● **What to work on**
Can you format the listing below as a two-column CSV headed instruction and points, with one row for each "Exercise." line holding that line's text and the coordinate lines beneath it, each in a single quoted field with line breaks replaced by spaces? Leave the picture markers out.

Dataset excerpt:
* * * * * * * * *

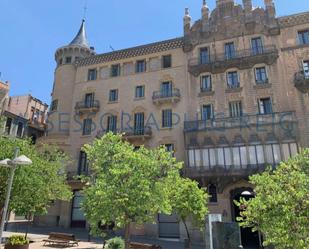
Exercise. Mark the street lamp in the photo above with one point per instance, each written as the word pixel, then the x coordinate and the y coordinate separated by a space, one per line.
pixel 12 164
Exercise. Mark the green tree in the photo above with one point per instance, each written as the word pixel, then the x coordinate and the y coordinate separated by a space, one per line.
pixel 280 209
pixel 189 201
pixel 34 186
pixel 128 186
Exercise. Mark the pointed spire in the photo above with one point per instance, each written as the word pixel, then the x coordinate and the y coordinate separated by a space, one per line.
pixel 81 37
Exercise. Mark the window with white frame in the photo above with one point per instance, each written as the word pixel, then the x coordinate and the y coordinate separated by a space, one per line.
pixel 303 37
pixel 235 109
pixel 139 92
pixel 115 70
pixel 87 126
pixel 92 74
pixel 141 66
pixel 265 106
pixel 206 83
pixel 233 79
pixel 167 118
pixel 207 112
pixel 261 75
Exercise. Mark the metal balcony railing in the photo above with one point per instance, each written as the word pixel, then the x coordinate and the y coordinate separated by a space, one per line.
pixel 239 54
pixel 175 92
pixel 301 81
pixel 236 122
pixel 137 131
pixel 83 106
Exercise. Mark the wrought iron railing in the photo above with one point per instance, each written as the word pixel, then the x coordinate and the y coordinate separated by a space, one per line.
pixel 87 105
pixel 175 92
pixel 243 121
pixel 239 54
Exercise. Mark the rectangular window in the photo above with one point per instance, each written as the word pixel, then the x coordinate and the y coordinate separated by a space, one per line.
pixel 204 56
pixel 232 80
pixel 89 100
pixel 256 46
pixel 303 37
pixel 112 124
pixel 54 105
pixel 207 112
pixel 140 92
pixel 166 61
pixel 87 126
pixel 206 84
pixel 83 163
pixel 115 70
pixel 20 129
pixel 213 195
pixel 170 148
pixel 68 60
pixel 167 118
pixel 113 95
pixel 92 74
pixel 261 75
pixel 230 52
pixel 306 68
pixel 265 106
pixel 166 89
pixel 8 126
pixel 235 109
pixel 139 120
pixel 141 66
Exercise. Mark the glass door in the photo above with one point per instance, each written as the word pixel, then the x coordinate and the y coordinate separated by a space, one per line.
pixel 139 123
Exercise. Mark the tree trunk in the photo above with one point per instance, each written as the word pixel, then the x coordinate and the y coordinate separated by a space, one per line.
pixel 28 224
pixel 127 236
pixel 188 234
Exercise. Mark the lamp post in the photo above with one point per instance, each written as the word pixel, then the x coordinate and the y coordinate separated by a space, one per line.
pixel 12 164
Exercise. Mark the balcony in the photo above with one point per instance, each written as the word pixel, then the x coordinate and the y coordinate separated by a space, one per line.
pixel 242 59
pixel 301 81
pixel 243 122
pixel 83 107
pixel 160 97
pixel 137 133
pixel 130 133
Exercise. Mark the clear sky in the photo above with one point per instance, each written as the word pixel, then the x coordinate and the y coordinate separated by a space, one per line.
pixel 32 30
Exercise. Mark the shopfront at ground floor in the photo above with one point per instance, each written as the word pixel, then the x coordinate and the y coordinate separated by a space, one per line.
pixel 70 215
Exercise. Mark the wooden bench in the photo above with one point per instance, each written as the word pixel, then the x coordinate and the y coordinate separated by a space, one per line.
pixel 61 239
pixel 135 245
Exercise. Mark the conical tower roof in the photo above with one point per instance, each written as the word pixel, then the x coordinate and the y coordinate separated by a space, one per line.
pixel 81 37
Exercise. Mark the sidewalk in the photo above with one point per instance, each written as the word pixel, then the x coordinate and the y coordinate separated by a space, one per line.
pixel 37 234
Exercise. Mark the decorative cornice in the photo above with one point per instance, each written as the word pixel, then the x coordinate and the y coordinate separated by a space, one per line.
pixel 293 20
pixel 133 52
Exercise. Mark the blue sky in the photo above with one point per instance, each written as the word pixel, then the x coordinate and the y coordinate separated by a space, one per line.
pixel 32 30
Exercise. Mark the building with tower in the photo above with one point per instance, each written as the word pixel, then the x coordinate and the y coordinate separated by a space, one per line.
pixel 229 97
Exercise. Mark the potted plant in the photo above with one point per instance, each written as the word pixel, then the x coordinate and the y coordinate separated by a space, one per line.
pixel 115 243
pixel 17 242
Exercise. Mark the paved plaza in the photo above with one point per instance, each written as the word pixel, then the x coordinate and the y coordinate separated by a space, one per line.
pixel 37 234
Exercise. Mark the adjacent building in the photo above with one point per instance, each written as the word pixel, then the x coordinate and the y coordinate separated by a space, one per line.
pixel 4 90
pixel 229 97
pixel 25 117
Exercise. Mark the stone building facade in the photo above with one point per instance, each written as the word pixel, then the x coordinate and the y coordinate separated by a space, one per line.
pixel 25 116
pixel 228 97
pixel 4 91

* * * * * * * * *

● **Answer**
instruction,points
"Exercise. Mark the street lamp in the photo above with one point per instance, each written as the word pixel, then the x coordinate and the y coordinate separated by a space, one per line.","pixel 12 164"
"Exercise. Mark the green tree in the photo above with one point per instance, each written as the word pixel, then the x coordinate and the y coordinate separated by a space, one per line.","pixel 280 209 pixel 189 201 pixel 34 186 pixel 128 186"
"Exercise. Mark the pointed spire in the photo above with one point per instance, each written as the word pixel, then the x coordinate and the y coordinate separated by a space, one per line.","pixel 81 37"
"Exercise. Mark the window with white frame in the photo above with one point per instance, each written as the word pixel, then the x coordinate and the y coordinate separated by a space, one per line.","pixel 303 37 pixel 235 109 pixel 139 92 pixel 115 70 pixel 87 126 pixel 92 74 pixel 141 66 pixel 265 106 pixel 206 83 pixel 233 79 pixel 167 118 pixel 207 112 pixel 261 75"
"Exercise. Mark the metal balcony railing in the photo above with one point per instance, each written as the word pixel, then the x coordinate and the y coordinate separated by a space, one per line.","pixel 239 54 pixel 175 92 pixel 301 81 pixel 236 122 pixel 137 131 pixel 83 106"
"Exercise. Mark the wrought iron railing in the photo above with one point per instance, each written as the word pixel, then the x coordinate and the y coordinate separated by a space, one per line.","pixel 87 105 pixel 175 92 pixel 243 121 pixel 239 54"
"Exercise. Mark the rectangular window in the photo above with one point per instance, each written as the word pixel, then the x coordinate and the y coordinate separated by a space, one per line.","pixel 204 56 pixel 232 80 pixel 89 100 pixel 256 46 pixel 303 37 pixel 112 124 pixel 54 105 pixel 207 112 pixel 140 92 pixel 166 61 pixel 87 126 pixel 206 84 pixel 83 163 pixel 115 70 pixel 20 129 pixel 213 195 pixel 170 148 pixel 68 60 pixel 167 118 pixel 113 95 pixel 92 74 pixel 261 75 pixel 230 52 pixel 306 68 pixel 265 106 pixel 166 89 pixel 8 126 pixel 235 109 pixel 139 120 pixel 141 66"
"Exercise. Mark the glass door in the photo above with one point per instance, each written as the word pixel, then the x coordinate and the y coordinate separated by a space, one per line.","pixel 139 123"
"Exercise. Mark the tree trunk in the photo above with one point per instance, each written as the word pixel, then the x coordinate and the y coordinate separated by a space, one per line.","pixel 28 224 pixel 127 236 pixel 188 234"
"Exercise. Mark the lamp post in the photo above with one point per instance, each written as the word pixel, then the x coordinate and the y coordinate separated by a space, one per line.","pixel 12 164"
"Exercise. Mark the balcony in the photo above with one point per instance, each written as the word pixel, then the x coordinate and the y coordinate separated by a space, one per line.","pixel 242 59 pixel 301 81 pixel 243 122 pixel 83 107 pixel 160 97 pixel 137 133 pixel 130 133"
"Exercise. Mark the clear sky in the photo above with one point per instance, each written as the word pixel, then the x coordinate and the y coordinate separated by a space, one per line.","pixel 32 30"
"Exercise. Mark the shopfront at ground floor in the photo above with one point per instance, each written as the word pixel, then the x coordinate and the y coordinate separated by a space, one per line.","pixel 70 215"
"Exercise. Mark the wooden bench in the photo above with one point per instance, each written as the word pixel, then the x coordinate and the y coordinate separated by a space, one per line.","pixel 61 239 pixel 135 245"
"Exercise. Mark the conical tower roof in the photo above with one point per instance, each written as the word pixel, then the x coordinate and the y coordinate separated by a space, one per line.","pixel 81 37"
"Exercise. Mark the sidewalk in the photo above with one point per instance, each written as the word pixel, then the x coordinate and the y coordinate separated by a space, one per line.","pixel 37 234"
"Exercise. Mark the decorative cornice in the photo above with one point per instance, each written as the word pixel, then the x coordinate and the y coordinate separated by a space, one per line.","pixel 293 20 pixel 133 52"
"Exercise. Mark the blue sky in the photo above with one point per instance, each written as the word pixel, then the x coordinate and the y coordinate separated by a space, one per line.","pixel 32 30"
"Exercise. Mark the building with tower in the photo above with one point per instance, each written as the word pixel, then the x coordinate and the y coordinate separated by a space, one per line.","pixel 229 97"
"Exercise. Mark the potted plant in the photo above with one point per instance, each written as the word pixel, then the x coordinate and the y coordinate separated by a space, one per line.","pixel 115 243 pixel 17 242"
"Exercise. Mark the paved plaza in the photo above with one point per instance, each written as the word pixel, then the x coordinate and the y coordinate separated by a space, one per line.","pixel 37 234"
"Exercise. Mark the adjacent building in the photo above with one point per instance, each written as the word pixel, then the x coordinate and the y coordinate separated by a space, one per line.","pixel 4 90 pixel 229 97 pixel 25 117"
"Exercise. Mark the stone building facade in the photo above with one point per instance, each written as the word pixel, then the x coordinate and the y coordinate separated by a space, one per line.","pixel 25 116 pixel 228 97 pixel 4 91"